╭─ DATA SHOWN

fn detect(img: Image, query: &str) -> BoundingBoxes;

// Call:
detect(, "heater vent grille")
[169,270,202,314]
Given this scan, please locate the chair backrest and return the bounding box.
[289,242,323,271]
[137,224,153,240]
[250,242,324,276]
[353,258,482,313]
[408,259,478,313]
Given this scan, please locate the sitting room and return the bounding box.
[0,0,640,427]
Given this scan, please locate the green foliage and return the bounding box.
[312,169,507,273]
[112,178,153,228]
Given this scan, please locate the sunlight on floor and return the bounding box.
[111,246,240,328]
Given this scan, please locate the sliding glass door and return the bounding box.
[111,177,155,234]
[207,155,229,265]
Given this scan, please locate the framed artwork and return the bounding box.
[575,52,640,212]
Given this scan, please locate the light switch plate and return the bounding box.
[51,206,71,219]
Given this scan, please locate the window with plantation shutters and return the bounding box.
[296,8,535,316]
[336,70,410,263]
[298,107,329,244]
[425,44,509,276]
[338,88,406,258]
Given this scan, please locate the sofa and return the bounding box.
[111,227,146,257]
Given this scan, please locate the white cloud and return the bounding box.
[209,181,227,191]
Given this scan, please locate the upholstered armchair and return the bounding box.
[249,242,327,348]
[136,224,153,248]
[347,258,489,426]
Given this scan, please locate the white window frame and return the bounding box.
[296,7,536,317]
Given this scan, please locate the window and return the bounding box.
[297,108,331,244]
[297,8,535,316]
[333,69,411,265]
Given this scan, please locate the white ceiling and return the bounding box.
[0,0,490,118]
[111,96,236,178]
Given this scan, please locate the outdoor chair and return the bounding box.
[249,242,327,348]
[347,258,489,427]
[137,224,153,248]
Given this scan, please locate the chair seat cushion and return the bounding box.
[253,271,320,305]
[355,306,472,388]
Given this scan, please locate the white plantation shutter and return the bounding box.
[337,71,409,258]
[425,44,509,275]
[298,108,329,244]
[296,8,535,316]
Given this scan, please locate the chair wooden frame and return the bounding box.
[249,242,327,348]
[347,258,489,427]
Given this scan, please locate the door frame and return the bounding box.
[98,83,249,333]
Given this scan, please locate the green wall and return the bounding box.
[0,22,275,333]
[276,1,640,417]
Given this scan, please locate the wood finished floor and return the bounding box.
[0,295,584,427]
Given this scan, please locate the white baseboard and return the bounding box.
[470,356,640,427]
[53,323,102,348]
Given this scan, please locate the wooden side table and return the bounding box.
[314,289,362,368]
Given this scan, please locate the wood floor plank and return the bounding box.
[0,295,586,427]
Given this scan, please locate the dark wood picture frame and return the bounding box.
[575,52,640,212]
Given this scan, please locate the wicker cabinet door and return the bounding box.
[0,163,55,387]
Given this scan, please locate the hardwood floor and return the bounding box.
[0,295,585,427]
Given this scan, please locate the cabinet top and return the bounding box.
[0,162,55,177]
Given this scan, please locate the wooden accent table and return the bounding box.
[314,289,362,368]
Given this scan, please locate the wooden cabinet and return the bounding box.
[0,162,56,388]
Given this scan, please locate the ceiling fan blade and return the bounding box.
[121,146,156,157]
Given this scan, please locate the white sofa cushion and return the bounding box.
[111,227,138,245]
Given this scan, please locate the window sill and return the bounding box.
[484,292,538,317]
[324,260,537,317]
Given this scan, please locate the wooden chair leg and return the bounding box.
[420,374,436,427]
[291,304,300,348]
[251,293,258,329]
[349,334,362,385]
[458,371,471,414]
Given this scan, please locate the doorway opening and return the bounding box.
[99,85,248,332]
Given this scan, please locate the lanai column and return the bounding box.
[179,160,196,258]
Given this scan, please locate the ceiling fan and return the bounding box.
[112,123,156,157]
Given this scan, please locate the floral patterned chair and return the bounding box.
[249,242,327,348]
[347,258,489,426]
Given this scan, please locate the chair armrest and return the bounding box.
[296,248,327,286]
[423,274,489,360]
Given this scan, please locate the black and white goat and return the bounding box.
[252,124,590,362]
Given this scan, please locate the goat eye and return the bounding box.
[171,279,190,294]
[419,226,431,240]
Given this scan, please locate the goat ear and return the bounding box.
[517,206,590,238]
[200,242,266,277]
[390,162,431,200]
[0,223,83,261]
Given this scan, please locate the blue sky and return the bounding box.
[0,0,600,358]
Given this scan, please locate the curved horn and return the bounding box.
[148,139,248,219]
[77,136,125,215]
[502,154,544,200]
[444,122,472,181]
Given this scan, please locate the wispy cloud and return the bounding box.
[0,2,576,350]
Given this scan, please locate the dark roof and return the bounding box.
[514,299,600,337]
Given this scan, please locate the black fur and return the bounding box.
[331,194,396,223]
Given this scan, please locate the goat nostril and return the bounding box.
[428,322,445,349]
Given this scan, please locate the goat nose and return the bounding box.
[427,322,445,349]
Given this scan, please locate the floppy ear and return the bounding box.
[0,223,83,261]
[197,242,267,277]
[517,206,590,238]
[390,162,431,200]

╰─

_WHAT IS EXPECTED_
Set down verbatim the entries that start with the line containing "Given this scan, please locate the sitting" and continue through the line containing "[112,178,153,228]", including both of those lines.

_EXERCISE RESPONSE_
Given this scan, please locate the sitting room and return the bounding box.
[0,0,640,427]
Given this scan, please locate the green foliage and return the bounding box.
[312,169,507,273]
[112,178,153,228]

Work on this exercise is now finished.